> TRAVAIL À FAIRE:
Dans l'homélie du 22 mai 2011, à qui Jésus dit-il « Vous croyez en Dieu, croyez aussi en moi » ?

> TEXTE FOURNI:
"""

Homélie du 22 mai 2011 - 5e DP
fr. François Daguet

Il y a, au début de l’évangile de ce jour, une brève parole de Jésus à laquelle, d’ordinaire, on ne prête guère attention : « Vous croyez en Dieu, croyez aussi en moi », dit-il aux apôtres réunis autour de lui pour la Cène. Se peut-il que l’on croie en Dieu sans croire en Jésus-Christ ? Bien sûr, direz-vous, il en va ainsi de tous les croyants qui ne sont pas chrétiens, et ils sont fort nombreux. Oui, mais Jésus s’adresse à ses apôtres, c’est-à-dire à nous, et il laisse entendre que l’on peut croire en Dieu sans vraiment croire en lui. De fait, n’est-ce pas l’expérience fréquente que l’on fait lorsqu’on accueille des parents qui viennent demander le baptême pour leur enfant, ou encore des fiancés qui souhaitent se marier chrétiennement. Bien souvent on entend les demandeurs dire « qu’ils croient en Dieu », « que c’est important », et il n’y aucune raison de mettre en doute ces convictions. Mais quand on essaye d’aller un peu plus loin, et de voir si Jésus-le-Christ a une place dans cette croyance, on se rend souvent compte qu’on entraîne les demandeurs sur un chemin inexploré.

"""

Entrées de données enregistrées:
"""

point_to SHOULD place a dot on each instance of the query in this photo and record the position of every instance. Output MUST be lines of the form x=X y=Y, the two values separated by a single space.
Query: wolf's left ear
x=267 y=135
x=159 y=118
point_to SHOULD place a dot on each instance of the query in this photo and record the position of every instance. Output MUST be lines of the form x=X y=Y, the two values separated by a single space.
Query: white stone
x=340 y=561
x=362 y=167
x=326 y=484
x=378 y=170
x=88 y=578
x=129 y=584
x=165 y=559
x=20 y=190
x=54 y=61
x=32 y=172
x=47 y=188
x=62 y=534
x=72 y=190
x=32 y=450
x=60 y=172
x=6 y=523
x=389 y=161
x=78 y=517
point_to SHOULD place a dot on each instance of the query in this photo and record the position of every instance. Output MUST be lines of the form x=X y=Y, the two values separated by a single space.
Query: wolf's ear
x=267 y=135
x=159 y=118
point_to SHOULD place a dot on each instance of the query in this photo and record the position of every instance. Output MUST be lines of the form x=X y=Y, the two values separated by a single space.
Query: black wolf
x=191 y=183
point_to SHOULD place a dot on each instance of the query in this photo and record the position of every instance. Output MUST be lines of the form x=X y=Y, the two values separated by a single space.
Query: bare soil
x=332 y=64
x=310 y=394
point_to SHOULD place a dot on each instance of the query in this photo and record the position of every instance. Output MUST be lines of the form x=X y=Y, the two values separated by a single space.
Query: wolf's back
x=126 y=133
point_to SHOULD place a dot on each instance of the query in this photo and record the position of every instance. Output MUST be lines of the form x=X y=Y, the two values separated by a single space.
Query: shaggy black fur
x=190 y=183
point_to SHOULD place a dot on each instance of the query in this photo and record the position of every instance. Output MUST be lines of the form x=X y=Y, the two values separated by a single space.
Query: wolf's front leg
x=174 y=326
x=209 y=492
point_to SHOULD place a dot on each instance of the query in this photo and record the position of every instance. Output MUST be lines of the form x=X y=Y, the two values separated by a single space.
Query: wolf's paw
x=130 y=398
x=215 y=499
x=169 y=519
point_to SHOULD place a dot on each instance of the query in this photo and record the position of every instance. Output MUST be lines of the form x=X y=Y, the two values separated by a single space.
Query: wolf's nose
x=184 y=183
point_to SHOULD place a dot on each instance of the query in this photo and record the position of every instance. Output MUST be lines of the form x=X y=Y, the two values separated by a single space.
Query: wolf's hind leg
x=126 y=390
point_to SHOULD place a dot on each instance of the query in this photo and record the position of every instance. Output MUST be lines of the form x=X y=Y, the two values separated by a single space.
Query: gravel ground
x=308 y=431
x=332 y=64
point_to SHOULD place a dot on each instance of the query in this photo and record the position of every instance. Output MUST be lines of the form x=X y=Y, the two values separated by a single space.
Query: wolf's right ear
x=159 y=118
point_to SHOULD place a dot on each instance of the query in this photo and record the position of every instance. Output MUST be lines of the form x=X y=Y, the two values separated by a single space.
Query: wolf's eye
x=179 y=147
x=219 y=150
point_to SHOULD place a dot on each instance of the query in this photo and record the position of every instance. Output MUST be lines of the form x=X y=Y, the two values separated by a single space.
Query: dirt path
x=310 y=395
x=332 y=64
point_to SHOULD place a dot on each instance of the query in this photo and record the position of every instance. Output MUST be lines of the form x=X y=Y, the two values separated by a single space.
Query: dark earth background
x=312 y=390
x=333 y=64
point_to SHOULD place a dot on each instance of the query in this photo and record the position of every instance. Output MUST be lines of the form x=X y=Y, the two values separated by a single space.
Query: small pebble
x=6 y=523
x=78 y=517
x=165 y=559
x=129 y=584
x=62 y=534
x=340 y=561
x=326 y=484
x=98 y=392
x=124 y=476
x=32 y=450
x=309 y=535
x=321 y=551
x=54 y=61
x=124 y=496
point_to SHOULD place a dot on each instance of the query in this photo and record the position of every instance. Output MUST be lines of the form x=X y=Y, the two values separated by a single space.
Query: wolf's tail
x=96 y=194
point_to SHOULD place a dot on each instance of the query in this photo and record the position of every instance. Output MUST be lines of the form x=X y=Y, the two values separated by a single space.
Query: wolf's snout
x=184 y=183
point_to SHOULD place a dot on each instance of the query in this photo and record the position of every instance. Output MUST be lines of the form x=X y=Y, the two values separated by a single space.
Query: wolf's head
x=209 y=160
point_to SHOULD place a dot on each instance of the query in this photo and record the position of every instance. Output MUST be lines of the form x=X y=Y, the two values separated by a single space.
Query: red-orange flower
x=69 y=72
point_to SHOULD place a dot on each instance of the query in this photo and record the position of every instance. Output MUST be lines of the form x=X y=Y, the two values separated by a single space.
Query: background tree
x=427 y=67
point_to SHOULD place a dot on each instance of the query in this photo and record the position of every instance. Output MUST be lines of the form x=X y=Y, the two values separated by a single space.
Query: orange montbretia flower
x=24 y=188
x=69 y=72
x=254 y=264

"""

> EXERCICE TERMINÉ:
Aux apôtres réunis autour de lui pour la Cène.